Only the lines from the top of the material through the line containing "Need: a point for each instance of the handwritten" should be restated, each one exactly.

----- Supplied records

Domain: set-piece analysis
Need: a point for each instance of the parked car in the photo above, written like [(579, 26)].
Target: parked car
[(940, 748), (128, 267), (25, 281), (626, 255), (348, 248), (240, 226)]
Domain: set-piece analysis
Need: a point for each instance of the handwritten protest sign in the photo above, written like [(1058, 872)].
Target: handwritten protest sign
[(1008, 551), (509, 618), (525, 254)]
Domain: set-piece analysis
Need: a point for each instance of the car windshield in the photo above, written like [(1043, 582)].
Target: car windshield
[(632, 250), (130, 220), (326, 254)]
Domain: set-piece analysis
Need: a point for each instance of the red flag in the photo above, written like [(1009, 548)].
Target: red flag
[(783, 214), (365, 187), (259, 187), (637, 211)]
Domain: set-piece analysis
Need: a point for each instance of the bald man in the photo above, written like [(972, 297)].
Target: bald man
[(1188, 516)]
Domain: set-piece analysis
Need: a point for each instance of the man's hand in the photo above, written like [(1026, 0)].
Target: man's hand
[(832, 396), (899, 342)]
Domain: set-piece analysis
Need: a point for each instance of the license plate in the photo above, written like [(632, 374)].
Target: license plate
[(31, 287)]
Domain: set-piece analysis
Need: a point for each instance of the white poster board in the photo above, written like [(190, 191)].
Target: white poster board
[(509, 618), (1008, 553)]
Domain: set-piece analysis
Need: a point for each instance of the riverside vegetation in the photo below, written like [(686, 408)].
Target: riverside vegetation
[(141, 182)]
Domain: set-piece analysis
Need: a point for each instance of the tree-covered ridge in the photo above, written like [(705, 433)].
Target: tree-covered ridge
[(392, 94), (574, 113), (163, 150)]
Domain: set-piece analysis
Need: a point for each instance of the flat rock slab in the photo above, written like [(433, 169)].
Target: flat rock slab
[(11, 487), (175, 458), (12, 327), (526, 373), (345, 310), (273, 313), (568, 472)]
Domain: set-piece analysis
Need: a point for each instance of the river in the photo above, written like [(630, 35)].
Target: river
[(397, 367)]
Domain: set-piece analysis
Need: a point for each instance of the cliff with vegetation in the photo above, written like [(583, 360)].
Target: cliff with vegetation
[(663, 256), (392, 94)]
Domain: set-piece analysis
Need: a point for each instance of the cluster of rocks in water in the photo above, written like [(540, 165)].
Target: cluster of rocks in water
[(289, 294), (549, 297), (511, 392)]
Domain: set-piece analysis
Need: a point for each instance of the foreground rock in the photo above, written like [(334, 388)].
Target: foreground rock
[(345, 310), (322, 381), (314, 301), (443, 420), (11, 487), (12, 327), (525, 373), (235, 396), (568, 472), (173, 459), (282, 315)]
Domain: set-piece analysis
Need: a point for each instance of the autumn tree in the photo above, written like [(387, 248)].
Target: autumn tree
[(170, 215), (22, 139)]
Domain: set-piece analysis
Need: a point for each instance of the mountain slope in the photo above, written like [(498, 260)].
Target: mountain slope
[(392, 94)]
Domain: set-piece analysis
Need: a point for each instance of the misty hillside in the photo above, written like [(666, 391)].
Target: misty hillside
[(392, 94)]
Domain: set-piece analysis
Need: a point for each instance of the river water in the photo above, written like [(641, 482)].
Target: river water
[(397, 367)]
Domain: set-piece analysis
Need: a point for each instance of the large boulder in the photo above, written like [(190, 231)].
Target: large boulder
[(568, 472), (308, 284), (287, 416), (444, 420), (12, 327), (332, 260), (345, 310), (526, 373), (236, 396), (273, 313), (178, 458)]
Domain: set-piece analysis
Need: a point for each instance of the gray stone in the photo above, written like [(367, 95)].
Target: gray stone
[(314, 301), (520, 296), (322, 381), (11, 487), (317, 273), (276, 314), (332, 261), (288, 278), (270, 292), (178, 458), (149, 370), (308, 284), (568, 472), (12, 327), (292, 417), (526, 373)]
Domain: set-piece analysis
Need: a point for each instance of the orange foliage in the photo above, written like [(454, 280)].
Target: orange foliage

----------

# Finished task
Domain: set-piece analysis
Need: a point for each instance of the parked car in the photo above, written like [(579, 26)].
Target: parked car
[(940, 748), (128, 267), (25, 281), (626, 255), (348, 248), (240, 226)]
Domain: set-piece analysis
Need: a point for each instance of the handwritten protest sign in the photo above, written like [(1058, 872)].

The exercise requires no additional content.